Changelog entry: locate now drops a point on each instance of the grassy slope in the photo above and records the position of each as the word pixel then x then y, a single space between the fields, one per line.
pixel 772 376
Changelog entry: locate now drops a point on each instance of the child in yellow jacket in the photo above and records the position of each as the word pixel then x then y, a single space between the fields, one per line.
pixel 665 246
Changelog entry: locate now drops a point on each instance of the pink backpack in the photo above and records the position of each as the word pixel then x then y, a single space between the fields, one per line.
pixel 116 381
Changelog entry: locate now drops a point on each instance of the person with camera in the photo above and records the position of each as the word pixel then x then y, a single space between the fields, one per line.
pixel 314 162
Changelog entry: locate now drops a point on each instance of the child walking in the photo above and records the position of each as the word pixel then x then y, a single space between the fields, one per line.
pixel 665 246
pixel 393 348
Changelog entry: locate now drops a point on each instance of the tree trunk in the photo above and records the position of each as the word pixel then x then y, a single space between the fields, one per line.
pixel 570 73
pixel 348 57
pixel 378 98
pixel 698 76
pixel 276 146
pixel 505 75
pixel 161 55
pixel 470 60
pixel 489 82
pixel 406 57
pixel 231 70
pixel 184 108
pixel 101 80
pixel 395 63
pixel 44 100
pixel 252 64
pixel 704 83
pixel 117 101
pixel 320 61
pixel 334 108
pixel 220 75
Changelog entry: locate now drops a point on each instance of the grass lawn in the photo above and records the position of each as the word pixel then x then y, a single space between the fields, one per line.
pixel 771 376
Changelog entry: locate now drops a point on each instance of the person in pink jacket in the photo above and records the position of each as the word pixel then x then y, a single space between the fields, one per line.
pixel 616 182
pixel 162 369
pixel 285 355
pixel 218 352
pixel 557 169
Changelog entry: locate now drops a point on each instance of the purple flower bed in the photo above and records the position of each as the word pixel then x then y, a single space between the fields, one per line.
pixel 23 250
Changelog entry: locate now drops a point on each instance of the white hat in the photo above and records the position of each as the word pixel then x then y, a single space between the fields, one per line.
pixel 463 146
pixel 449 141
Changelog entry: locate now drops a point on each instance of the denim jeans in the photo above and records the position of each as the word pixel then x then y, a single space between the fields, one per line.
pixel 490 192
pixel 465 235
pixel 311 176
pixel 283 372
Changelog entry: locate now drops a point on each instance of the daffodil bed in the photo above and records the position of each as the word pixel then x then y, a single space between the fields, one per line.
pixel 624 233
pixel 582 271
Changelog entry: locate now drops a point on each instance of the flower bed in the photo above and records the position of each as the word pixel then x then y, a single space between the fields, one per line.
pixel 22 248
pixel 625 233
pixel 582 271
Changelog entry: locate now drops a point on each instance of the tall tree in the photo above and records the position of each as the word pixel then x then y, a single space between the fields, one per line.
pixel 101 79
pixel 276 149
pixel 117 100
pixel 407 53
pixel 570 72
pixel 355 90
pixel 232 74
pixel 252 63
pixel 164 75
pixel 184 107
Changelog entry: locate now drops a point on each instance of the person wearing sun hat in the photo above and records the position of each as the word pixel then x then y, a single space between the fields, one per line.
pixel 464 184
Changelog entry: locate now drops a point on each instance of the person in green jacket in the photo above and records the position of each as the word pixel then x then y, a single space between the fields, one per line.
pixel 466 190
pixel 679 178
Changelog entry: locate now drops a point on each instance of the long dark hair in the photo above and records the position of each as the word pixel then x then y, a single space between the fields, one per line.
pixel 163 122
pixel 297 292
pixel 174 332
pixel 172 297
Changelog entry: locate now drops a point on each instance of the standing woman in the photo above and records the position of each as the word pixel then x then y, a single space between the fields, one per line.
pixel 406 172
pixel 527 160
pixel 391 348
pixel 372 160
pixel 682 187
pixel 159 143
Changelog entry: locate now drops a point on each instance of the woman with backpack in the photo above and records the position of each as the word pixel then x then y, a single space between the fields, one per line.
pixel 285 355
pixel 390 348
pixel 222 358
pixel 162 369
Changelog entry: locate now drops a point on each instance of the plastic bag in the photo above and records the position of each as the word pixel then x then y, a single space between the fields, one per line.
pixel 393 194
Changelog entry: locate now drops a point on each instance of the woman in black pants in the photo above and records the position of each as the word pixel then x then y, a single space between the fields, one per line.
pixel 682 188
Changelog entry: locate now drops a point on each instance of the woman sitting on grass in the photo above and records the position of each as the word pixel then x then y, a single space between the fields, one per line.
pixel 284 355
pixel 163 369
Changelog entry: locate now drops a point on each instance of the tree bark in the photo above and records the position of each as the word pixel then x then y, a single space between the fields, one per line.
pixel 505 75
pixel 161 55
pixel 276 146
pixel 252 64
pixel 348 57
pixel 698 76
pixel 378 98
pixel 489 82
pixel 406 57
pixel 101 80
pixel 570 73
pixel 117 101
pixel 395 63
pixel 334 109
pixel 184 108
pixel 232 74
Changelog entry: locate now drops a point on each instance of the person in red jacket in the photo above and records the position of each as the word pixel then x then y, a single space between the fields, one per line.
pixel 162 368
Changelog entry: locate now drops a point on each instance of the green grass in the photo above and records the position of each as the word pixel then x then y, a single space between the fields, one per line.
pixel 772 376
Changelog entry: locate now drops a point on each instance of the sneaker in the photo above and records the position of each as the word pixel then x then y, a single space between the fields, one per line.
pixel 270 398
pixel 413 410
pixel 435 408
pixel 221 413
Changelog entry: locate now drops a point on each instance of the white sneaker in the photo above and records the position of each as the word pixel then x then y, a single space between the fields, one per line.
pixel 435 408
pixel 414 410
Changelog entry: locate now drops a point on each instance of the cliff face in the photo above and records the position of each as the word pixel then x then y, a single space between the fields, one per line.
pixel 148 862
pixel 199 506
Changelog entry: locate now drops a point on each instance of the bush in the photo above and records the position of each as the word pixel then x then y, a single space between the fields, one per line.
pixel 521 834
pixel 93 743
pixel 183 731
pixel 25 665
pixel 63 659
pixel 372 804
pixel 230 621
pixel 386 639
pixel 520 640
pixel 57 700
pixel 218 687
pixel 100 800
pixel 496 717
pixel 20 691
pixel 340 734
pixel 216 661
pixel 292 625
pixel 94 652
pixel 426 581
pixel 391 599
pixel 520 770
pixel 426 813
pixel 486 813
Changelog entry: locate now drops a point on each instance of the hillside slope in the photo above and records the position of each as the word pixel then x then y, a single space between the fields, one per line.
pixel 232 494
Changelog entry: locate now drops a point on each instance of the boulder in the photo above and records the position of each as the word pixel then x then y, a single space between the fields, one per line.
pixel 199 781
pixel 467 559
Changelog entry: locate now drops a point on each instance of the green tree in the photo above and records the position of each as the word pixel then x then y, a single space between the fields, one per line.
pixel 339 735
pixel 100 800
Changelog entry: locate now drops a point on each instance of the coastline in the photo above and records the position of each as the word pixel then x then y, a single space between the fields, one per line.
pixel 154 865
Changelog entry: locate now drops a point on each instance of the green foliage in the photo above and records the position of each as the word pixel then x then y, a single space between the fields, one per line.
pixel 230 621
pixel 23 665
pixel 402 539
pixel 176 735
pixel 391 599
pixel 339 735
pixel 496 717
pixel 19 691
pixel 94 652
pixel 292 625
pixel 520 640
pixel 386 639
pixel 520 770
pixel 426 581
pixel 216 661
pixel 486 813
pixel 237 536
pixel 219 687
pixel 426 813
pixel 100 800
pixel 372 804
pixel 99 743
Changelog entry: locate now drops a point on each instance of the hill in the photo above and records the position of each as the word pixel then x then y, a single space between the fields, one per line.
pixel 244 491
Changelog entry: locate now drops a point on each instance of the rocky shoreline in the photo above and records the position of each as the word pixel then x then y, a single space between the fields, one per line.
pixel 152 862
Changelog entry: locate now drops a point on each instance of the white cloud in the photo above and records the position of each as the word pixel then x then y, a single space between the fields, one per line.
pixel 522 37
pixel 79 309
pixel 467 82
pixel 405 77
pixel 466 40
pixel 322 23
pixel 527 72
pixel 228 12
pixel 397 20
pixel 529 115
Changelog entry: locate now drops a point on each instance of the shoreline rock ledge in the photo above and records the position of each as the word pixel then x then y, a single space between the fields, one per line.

* * * * * * *

### OBJETIVO
Por favor, organize como CSV de duas colunas, "texto" e "resposta", apenas o trecho da listagem que vai da linha que contém "person in green" até a linha que contém "pixel 679 178", ambas incluídas. Cada texto forma uma linha com sua resposta, e cada campo fica entre aspas, com as quebras de linha trocadas por espaços.

### RESPOSTA ABAIXO
texto,resposta
"Changelog entry: locate now drops a point on each instance of the person in green jacket in the photo above and records the position of each as the word pixel then x then y, a single space between the fields, one per line.","pixel 466 190 pixel 679 178"